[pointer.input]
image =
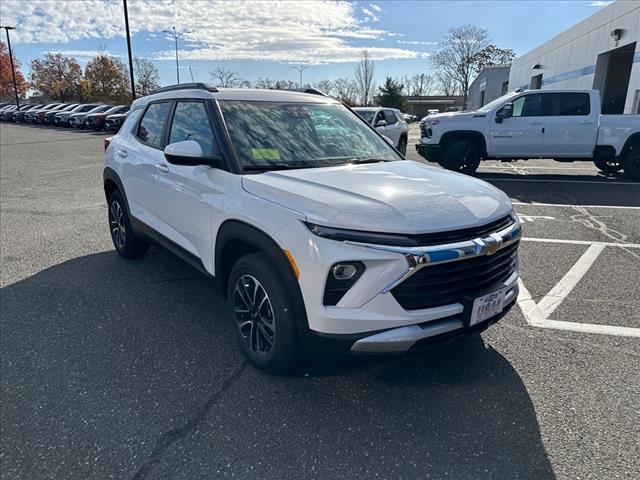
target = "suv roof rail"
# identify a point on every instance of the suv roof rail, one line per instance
(185, 86)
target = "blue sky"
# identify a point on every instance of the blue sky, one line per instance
(264, 39)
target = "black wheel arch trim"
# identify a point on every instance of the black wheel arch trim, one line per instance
(237, 230)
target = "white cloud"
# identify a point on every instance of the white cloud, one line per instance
(415, 42)
(369, 15)
(312, 31)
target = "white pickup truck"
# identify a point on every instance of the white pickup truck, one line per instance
(564, 125)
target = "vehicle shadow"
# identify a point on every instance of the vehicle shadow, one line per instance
(112, 367)
(600, 189)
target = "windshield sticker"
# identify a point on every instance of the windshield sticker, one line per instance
(265, 153)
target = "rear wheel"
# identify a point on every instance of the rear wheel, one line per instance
(127, 244)
(631, 162)
(608, 165)
(264, 314)
(461, 156)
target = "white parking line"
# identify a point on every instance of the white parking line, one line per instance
(581, 242)
(537, 314)
(636, 184)
(557, 294)
(621, 207)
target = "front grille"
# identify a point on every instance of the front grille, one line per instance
(446, 283)
(452, 236)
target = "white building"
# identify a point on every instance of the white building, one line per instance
(601, 52)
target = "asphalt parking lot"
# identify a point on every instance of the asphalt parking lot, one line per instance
(130, 370)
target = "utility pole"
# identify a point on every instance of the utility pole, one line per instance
(301, 68)
(175, 35)
(126, 24)
(13, 69)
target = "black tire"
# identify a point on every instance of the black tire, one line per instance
(125, 241)
(267, 333)
(631, 162)
(402, 145)
(461, 156)
(608, 165)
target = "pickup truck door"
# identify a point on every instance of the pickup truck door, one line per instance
(521, 135)
(571, 125)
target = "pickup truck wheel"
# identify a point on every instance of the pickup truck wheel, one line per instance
(127, 244)
(402, 145)
(264, 314)
(631, 162)
(461, 156)
(608, 165)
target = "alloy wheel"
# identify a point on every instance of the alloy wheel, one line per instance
(254, 314)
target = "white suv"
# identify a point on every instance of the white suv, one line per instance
(317, 232)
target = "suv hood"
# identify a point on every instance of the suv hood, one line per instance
(393, 197)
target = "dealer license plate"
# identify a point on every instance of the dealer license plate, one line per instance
(487, 306)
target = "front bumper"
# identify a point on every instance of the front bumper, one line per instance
(429, 151)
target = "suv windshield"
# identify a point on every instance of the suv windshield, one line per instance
(300, 135)
(497, 102)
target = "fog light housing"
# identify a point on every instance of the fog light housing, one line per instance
(342, 276)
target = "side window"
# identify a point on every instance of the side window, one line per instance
(567, 104)
(191, 122)
(528, 106)
(390, 117)
(152, 124)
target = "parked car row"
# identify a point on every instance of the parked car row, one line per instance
(94, 116)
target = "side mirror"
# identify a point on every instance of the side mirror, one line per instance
(188, 152)
(505, 112)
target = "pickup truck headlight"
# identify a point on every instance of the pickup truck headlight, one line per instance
(343, 235)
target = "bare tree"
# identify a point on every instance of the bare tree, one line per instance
(421, 84)
(364, 79)
(325, 86)
(447, 85)
(146, 74)
(346, 91)
(266, 83)
(457, 57)
(225, 78)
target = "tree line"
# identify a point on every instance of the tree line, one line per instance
(461, 55)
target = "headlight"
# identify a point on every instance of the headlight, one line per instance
(343, 235)
(342, 276)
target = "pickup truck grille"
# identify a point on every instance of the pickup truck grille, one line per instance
(447, 283)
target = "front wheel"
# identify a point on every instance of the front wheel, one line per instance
(631, 162)
(127, 244)
(461, 156)
(402, 145)
(264, 314)
(607, 165)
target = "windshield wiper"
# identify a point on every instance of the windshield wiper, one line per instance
(367, 160)
(265, 168)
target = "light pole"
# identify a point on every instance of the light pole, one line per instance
(126, 24)
(301, 68)
(13, 69)
(175, 35)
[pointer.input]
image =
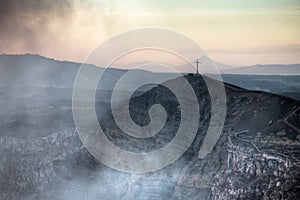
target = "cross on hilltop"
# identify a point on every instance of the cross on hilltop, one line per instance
(197, 62)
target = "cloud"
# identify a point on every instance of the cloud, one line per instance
(24, 23)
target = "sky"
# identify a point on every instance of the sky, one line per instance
(233, 32)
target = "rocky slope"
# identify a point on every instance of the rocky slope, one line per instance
(46, 159)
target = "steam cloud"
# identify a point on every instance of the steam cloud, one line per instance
(24, 22)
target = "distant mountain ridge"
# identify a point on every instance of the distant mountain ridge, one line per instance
(273, 69)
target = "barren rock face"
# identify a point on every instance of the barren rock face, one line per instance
(42, 156)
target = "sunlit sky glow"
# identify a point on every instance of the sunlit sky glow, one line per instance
(234, 32)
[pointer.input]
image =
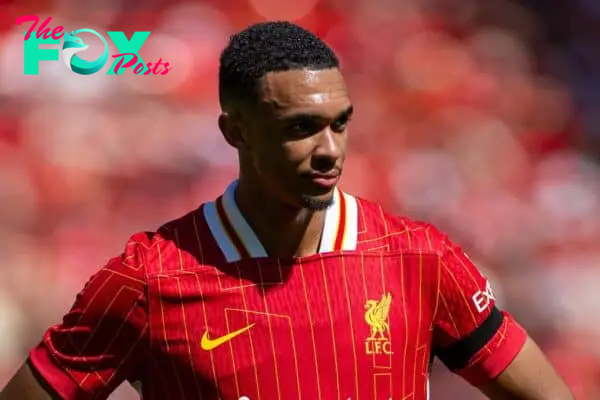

Do this: List every line of the listing above that contains the word "mountain", counting only matches with the same capitalization.

Exercise response:
target = "distant mountain ridge"
# identify a point on every instance of the distant mountain ridge, one line per instance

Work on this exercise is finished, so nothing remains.